## Prompt
Down to the last line, transcribe the records verbatim and exclude the images.

Saved entries
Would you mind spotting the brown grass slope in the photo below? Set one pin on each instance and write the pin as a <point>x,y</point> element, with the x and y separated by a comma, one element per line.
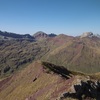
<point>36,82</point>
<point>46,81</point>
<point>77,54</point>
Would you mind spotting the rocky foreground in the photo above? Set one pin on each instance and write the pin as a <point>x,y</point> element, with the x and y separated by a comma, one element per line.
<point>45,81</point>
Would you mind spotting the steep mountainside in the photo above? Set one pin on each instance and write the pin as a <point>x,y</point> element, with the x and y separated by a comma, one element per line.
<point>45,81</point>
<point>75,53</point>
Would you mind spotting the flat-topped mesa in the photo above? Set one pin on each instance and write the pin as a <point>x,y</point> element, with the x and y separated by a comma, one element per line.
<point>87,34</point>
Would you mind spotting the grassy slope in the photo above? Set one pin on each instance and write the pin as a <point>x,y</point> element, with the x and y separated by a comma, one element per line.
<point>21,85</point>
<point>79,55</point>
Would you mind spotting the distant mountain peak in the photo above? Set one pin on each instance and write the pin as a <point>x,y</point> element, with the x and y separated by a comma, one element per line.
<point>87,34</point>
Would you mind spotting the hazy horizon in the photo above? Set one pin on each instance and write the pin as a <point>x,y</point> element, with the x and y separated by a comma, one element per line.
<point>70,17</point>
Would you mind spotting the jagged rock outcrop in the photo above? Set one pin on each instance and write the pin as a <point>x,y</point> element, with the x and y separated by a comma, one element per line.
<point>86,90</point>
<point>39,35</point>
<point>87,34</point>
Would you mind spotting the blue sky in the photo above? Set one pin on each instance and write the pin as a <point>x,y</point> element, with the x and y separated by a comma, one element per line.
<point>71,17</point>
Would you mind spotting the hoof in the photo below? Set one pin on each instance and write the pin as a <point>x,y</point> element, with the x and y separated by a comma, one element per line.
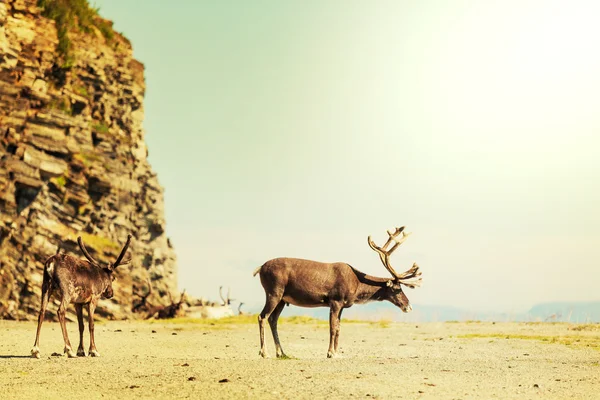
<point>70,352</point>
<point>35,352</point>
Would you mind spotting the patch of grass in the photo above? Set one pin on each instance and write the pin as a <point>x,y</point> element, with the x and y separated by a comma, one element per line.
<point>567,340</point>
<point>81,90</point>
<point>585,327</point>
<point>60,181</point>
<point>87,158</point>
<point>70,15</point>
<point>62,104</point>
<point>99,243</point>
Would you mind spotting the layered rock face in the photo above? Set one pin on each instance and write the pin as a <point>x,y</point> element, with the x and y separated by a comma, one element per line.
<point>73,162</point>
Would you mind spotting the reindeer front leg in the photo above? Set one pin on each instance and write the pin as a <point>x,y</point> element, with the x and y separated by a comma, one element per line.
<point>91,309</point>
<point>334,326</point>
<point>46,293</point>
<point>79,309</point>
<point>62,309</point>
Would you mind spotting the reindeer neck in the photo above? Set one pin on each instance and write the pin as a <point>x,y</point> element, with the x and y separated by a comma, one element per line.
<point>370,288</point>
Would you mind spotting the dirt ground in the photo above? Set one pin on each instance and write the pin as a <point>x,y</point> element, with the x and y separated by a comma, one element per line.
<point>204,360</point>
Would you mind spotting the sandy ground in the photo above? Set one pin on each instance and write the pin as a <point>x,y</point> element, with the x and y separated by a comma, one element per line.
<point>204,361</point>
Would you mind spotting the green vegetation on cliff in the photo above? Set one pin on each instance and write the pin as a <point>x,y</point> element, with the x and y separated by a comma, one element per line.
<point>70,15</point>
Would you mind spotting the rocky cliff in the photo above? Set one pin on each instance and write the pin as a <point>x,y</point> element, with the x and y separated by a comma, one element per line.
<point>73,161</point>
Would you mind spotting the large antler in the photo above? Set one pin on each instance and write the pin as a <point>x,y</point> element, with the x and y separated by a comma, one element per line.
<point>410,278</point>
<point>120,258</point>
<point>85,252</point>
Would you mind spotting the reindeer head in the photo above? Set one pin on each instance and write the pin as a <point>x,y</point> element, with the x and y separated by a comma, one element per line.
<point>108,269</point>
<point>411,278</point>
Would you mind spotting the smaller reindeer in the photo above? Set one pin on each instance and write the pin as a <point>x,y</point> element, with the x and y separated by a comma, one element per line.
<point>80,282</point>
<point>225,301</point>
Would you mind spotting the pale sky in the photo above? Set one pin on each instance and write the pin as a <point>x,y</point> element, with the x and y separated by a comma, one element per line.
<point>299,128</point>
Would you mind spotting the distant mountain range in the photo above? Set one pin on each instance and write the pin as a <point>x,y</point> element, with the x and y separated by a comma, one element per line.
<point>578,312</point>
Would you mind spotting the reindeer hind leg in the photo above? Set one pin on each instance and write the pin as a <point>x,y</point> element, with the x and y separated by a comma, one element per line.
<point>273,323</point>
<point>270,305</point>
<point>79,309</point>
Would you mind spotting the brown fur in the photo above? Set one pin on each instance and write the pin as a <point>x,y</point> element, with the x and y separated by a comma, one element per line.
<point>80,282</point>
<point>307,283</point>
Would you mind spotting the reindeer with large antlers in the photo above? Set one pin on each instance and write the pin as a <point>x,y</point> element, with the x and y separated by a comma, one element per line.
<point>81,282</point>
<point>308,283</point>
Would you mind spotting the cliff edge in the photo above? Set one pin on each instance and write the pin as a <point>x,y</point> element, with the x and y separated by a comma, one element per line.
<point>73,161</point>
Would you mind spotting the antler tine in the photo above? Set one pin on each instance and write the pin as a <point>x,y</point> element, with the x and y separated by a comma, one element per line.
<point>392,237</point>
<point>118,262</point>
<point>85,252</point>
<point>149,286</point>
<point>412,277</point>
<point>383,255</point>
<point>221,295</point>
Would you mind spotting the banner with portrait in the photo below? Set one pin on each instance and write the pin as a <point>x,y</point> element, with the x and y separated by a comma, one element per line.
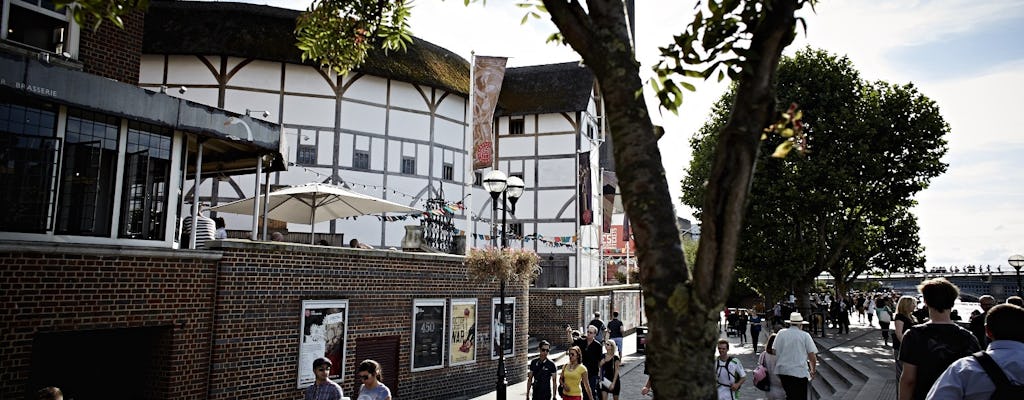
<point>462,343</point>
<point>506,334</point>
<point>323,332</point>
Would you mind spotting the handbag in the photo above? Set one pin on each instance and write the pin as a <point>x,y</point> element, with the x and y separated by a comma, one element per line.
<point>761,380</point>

## Answer to this problem
Would you mind spotting the brown grass slope in the photo below? Set one pin on each instance and write the pin as a <point>x,y</point> element, with the x and y separated by a comma, one element per line.
<point>36,82</point>
<point>46,81</point>
<point>77,54</point>
Would you mind spotting the rocky foreground in the photo above? Set one pin on each instance and write the pin as a <point>x,y</point> element, with the x and y separated by a comma, one element per line.
<point>45,81</point>
Would you mind spotting the steep mountainside in the photo above? Set one pin on each instance and write the pin as a <point>x,y</point> element, with the x and y separated by a comma, one element per line.
<point>45,81</point>
<point>75,53</point>
Would you mind spotting the flat-topped mesa in the photo above? Set one pin on each instance and write the pin as a <point>x,y</point> element, with the x and y separated by a comma, one element per line.
<point>87,34</point>
Would you mind spotting the grassy slope in the photo above? Set one pin on each instance and write the pin as a <point>x,y</point> element, with the x and y separated by a comma, one element per line.
<point>21,85</point>
<point>79,55</point>
Would you mind spotting the distant mountain peak in the photo above? Set one pin on each instance and write the pin as a <point>x,y</point> element, with the x and y separated by a comma, one element per line.
<point>87,34</point>
Would you mind spotting the hazy horizon in the photo above? Set one pin on each instance and write the pin as a <point>x,y</point> element, with the x and y separated by a comma, one element per line.
<point>70,17</point>
Would you mind spotting the jagged rock outcrop in the photo above? Set one pin on each instance and write the pin as a <point>x,y</point> element, with the x and y separated by a comma, one element per line.
<point>86,90</point>
<point>39,35</point>
<point>87,34</point>
Would you mind spotting the blue sky in the photo above? Set one pin on each instance and write the pin as a <point>x,y</point> element, with the x and y separated by a comma, one element per line.
<point>71,17</point>
Would you mind spotting the hoof in the photo below? Set one pin on each instance and write the pin as a <point>x,y</point> element, with the x and y separated by a comma, one element per line.
<point>70,352</point>
<point>35,352</point>
Would you mind spotting the patch of grass in the photo above? Set one pin on each instance and write the pin as a <point>x,y</point> element, with the x and y separated by a comma, one element per line.
<point>567,340</point>
<point>81,90</point>
<point>585,327</point>
<point>60,181</point>
<point>87,158</point>
<point>70,15</point>
<point>62,104</point>
<point>99,243</point>
Would you mind spotting the layered rock face in the photo above? Set one pin on each instance and write the pin as a <point>x,y</point> element, with the x and y separated by a comma, one element per line.
<point>73,162</point>
Would you mind spotting the reindeer front leg in the photo above? Set one pin on each instance and write the pin as a <point>x,y</point> element, with the x and y separated by a comma, one element per line.
<point>91,309</point>
<point>334,326</point>
<point>46,293</point>
<point>79,309</point>
<point>62,309</point>
Would you mind spotting the reindeer neck in the photo above? Set one pin on each instance and write the pin as a <point>x,y</point> element, with the x and y separated by a comma, one element per line.
<point>370,288</point>
Would you mind spotting the dirt ground in the photo above? Set one pin on each instance and write the pin as a <point>x,y</point> element, with the x and y separated by a comma, one element per line.
<point>204,360</point>
Would you mind spotting the sandy ground in the photo above? Set one pin on each instance and write the pin as a <point>x,y</point> element, with the x and y separated by a comma, one element per line.
<point>204,361</point>
Would you mind spotting the green vegetation on cliff in the photo above? Set one pin on each instance and write the pin as a <point>x,y</point> element, with the x and y separated by a comma, one element per line.
<point>70,15</point>
Would you mind spotting the rocky cliff in the photo above? Set one pin on each instance and write the pin as a <point>x,y</point> element, with the x and y separated by a comma, one element per line.
<point>73,161</point>
Would you mind spotting the large antler in the photo above? Set one pin on each instance and write the pin as a <point>x,y</point> element, with the x and y separated by a comma, one element per line.
<point>410,278</point>
<point>120,258</point>
<point>85,252</point>
Would you mind spotting the reindeer head in the photo above? Set one pin on each instance and write the pin as a <point>x,y</point> element, with the x and y separated by a comma, one element per line.
<point>108,269</point>
<point>411,278</point>
Would you mind spotting the smaller reindeer in the photo above? Set one pin on each instance and write the pin as a <point>x,y</point> element, with the x and y separated by a comma, one element per line.
<point>80,282</point>
<point>225,301</point>
Would you mind spotting the pale sky in the photo above? Set one pin on each instance and write the pin as a <point>x,y</point> element, with the x and y separated by a comma, one element per line.
<point>299,128</point>
Would you mind spotting the distant mountain range in the photo above? Set one pin on each instance and write the pin as a <point>x,y</point> element, with the x and y separated by a comma, one element per line.
<point>578,312</point>
Would you mind spotting the reindeer hind leg in the photo above? Set one pin on each instance and write the pin as a <point>x,y</point> element, with the x and y separated by a comma, one element per line.
<point>273,323</point>
<point>270,305</point>
<point>79,309</point>
Would you mind spotting the brown fur in the photo above? Set one pin on each instance and write the pin as a <point>x,y</point> element, with the x and y separated by a comma, one element per line.
<point>80,282</point>
<point>307,283</point>
Would you mind spotting the reindeer with large antlers in the photo above? Set one pin on each instance and write the pin as a <point>x,y</point> element, with the x and y separated by a comma, one element per line.
<point>81,282</point>
<point>308,283</point>
Would you mind spotting the cliff edge in the photo above? Set one pin on each instance and write the pin as a <point>x,y</point> element, with the x and y separated by a comma, one element per line.
<point>73,161</point>
Would you mind spotting the antler tine in the photo above? Set one pin on each instance and write the pin as a <point>x,y</point> element, with the x and y separated by a comma, one element per line.
<point>392,237</point>
<point>118,262</point>
<point>85,252</point>
<point>149,286</point>
<point>412,277</point>
<point>383,255</point>
<point>221,295</point>
Would you mind spotting the banner with portrait in the photo below? Set one pin on each instance and write the pin as a <point>x,y</point> element, with the x and y separated by a comma, one element per line.
<point>462,343</point>
<point>506,334</point>
<point>323,332</point>
Would you mind spotting the handbag in the photo above? Set one pin on each instance and write the pin as a <point>x,y</point> element, with the x and y separated by a comma, one element per line.
<point>761,380</point>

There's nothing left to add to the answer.